### WHAT TO DO:
From the material beneath, pull every line with the word "blue".

### DATA FOR PROCESSING:

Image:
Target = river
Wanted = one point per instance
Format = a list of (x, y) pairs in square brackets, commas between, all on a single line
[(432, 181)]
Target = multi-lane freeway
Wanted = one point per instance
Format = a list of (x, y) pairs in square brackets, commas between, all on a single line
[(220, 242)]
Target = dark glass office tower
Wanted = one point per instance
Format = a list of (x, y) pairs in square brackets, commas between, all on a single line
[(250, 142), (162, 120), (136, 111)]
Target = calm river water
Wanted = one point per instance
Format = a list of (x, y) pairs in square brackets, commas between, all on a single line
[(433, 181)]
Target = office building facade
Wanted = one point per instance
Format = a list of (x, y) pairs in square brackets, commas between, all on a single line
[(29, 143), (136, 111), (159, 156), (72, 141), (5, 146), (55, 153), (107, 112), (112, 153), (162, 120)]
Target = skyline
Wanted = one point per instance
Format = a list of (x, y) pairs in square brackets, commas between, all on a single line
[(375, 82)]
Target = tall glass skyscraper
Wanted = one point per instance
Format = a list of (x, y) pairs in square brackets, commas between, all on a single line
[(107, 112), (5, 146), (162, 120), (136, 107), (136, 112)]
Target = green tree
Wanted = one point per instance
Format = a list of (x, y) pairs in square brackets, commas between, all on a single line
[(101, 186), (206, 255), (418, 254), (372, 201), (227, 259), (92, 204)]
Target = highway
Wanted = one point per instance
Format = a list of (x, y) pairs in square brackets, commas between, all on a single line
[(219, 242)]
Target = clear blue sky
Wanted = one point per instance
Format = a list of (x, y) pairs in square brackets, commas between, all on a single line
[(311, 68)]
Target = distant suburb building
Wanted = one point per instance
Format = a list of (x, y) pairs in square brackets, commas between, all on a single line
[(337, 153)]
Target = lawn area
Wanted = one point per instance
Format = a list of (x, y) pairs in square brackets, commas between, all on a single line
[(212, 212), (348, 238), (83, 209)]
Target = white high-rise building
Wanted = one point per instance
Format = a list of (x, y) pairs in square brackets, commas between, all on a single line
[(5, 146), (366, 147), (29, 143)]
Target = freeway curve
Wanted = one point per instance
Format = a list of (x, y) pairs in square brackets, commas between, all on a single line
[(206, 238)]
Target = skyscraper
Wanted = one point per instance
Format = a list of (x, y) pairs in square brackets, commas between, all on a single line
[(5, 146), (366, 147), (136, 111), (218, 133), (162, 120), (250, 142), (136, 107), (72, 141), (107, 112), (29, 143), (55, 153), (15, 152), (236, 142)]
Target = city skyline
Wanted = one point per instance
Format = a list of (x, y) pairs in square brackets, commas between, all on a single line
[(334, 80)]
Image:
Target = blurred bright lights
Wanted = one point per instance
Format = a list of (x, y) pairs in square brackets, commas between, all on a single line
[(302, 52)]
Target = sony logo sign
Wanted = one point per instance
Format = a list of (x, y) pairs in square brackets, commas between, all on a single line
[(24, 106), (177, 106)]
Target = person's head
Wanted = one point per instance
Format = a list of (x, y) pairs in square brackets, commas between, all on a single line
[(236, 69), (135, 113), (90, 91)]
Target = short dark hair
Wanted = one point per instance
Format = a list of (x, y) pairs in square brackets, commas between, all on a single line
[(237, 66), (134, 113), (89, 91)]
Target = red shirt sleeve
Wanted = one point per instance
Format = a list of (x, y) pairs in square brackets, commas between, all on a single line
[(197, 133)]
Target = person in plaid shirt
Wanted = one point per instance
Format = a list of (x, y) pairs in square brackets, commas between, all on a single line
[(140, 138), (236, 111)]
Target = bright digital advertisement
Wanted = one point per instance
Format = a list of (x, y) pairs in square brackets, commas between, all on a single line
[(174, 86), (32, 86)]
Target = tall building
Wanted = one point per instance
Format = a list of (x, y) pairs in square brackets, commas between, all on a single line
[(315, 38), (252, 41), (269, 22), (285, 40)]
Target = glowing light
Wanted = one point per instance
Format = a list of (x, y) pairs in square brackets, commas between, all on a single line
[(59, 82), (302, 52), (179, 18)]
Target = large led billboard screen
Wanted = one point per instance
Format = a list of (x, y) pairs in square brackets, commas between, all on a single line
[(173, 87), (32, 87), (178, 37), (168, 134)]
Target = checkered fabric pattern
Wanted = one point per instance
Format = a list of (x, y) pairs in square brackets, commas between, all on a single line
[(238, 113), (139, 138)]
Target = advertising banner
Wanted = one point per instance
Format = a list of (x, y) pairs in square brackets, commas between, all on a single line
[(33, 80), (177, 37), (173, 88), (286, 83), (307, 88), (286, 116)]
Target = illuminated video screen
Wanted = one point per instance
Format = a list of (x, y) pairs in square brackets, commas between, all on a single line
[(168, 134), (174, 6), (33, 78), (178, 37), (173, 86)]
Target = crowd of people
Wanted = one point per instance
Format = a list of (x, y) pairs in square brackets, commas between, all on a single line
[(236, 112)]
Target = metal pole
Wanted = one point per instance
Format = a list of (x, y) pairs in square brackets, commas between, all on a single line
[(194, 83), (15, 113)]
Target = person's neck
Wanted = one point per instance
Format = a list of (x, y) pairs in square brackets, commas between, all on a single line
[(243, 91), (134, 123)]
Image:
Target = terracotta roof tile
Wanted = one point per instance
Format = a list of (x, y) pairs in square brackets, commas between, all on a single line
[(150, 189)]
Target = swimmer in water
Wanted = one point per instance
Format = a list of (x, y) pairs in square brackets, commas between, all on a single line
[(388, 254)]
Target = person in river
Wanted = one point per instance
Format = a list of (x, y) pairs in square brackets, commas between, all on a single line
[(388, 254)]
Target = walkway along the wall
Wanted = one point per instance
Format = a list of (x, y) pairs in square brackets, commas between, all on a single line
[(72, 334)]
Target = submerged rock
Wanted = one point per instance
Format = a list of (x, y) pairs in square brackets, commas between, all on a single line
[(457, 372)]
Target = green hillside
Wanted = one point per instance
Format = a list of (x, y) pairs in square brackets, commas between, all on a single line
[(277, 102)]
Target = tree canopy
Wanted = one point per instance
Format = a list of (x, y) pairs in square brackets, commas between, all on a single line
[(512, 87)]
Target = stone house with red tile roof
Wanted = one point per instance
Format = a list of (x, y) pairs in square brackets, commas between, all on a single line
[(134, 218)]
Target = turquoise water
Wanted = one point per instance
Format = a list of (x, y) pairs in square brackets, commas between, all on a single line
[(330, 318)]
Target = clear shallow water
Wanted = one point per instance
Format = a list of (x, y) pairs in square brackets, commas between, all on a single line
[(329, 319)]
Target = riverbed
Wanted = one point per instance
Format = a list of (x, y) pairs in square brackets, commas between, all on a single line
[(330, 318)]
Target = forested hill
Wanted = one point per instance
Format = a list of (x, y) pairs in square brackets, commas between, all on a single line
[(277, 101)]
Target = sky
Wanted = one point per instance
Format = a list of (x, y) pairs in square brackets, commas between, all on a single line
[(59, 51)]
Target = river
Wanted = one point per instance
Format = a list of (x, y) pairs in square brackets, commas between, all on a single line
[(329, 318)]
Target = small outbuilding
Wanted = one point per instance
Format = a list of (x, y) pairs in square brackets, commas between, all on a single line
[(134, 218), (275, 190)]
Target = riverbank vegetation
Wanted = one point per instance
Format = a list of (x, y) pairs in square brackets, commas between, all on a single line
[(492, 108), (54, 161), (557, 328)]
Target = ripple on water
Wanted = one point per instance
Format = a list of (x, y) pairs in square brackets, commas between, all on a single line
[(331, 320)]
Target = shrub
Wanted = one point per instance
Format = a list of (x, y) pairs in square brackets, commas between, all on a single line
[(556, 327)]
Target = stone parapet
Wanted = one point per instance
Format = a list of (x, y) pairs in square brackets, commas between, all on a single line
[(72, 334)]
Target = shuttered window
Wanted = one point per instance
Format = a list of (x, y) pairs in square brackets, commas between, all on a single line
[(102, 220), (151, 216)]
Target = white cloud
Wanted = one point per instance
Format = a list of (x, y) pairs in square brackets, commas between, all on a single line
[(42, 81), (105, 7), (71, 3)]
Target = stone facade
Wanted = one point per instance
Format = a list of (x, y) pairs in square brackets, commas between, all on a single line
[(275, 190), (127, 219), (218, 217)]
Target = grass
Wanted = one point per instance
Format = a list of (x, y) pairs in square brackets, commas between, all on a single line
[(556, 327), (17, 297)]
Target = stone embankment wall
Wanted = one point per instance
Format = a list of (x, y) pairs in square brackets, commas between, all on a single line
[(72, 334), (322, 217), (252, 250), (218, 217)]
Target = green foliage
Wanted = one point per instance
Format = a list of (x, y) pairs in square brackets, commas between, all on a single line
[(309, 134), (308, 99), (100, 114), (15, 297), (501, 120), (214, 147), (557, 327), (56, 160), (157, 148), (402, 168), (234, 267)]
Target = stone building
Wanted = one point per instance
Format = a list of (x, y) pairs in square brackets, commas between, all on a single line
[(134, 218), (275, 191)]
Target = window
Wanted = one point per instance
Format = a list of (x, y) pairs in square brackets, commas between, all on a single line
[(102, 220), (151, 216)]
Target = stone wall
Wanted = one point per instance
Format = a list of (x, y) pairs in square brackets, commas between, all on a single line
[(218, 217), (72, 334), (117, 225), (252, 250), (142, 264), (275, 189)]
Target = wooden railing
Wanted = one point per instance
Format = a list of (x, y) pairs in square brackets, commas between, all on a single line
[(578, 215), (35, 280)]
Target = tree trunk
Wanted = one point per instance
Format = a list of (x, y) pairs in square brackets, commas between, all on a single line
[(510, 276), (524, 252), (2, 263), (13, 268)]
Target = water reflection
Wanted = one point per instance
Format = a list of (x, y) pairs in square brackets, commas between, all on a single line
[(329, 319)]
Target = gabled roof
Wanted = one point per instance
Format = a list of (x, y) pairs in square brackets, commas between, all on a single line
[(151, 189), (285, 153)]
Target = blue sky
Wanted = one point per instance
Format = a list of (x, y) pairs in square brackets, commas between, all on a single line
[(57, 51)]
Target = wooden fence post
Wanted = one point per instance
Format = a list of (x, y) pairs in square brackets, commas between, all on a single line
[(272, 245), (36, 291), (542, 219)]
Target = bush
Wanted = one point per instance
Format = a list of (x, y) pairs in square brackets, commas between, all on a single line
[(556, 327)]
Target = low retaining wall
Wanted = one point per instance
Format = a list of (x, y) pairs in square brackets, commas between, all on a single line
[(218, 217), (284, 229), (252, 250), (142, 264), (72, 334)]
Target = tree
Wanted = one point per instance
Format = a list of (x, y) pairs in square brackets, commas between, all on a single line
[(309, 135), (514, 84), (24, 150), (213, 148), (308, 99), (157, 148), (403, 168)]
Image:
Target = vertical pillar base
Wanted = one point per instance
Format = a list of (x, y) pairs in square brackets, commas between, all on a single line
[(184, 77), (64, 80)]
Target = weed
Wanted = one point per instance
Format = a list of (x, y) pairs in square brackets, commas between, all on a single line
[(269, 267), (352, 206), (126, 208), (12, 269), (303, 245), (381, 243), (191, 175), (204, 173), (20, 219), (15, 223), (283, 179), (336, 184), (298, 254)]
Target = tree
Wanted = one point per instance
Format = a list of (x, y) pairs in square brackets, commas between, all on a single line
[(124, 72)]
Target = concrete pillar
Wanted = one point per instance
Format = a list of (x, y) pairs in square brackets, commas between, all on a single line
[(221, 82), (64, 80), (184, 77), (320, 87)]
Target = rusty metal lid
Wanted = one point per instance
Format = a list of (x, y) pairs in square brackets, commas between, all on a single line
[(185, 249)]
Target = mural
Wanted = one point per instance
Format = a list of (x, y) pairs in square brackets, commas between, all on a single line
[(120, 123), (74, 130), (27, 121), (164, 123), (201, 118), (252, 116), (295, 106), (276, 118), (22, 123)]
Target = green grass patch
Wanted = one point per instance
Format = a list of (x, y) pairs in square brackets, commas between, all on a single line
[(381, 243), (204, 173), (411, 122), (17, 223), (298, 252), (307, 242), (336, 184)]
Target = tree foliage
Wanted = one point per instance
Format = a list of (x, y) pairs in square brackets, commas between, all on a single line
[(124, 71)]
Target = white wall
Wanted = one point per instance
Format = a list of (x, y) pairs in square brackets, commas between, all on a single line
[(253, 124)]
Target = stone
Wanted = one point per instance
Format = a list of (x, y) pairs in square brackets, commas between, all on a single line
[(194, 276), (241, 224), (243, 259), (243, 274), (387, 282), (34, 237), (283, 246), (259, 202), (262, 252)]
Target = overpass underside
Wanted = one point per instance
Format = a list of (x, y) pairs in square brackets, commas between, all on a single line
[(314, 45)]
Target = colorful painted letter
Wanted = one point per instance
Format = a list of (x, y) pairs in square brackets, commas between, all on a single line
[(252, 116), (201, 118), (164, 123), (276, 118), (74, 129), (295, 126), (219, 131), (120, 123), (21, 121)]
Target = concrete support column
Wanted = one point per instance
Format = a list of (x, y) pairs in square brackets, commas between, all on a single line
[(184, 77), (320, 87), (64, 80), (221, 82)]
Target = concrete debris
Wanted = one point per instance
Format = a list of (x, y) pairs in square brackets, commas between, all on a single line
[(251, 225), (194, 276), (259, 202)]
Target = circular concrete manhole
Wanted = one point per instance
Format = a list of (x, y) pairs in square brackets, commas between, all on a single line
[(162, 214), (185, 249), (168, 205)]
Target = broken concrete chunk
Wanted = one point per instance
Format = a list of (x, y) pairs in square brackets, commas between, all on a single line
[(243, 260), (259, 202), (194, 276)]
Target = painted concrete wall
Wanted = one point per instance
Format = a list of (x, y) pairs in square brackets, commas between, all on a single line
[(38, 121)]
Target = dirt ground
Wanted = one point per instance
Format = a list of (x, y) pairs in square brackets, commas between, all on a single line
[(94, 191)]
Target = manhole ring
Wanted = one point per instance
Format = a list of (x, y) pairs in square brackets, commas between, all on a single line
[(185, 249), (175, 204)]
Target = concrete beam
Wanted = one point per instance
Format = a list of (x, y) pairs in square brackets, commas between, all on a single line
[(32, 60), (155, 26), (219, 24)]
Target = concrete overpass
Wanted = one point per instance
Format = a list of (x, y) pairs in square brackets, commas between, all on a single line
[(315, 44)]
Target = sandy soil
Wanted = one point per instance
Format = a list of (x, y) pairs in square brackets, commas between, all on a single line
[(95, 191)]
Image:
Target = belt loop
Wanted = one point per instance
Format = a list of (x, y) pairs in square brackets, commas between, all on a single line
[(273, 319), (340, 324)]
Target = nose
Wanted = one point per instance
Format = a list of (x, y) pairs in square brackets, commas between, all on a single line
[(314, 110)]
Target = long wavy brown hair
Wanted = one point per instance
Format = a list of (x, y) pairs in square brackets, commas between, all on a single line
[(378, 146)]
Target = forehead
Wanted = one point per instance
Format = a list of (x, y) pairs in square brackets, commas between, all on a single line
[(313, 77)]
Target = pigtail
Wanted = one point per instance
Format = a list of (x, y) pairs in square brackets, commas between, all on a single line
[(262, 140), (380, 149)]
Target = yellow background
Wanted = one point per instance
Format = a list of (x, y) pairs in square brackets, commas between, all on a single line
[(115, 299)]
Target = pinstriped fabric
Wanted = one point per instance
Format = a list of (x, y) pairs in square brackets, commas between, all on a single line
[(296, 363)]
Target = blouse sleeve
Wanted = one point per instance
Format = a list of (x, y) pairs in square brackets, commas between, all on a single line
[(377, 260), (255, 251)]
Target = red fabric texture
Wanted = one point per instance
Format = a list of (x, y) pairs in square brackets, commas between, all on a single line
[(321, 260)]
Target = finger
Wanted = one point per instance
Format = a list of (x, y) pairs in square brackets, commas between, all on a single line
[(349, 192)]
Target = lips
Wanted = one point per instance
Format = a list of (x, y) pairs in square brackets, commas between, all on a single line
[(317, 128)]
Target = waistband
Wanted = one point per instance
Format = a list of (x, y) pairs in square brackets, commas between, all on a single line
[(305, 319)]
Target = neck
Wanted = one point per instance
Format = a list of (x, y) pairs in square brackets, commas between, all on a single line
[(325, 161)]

### RESULT OF THE TASK:
Target = clear blue sky
Target = blue sky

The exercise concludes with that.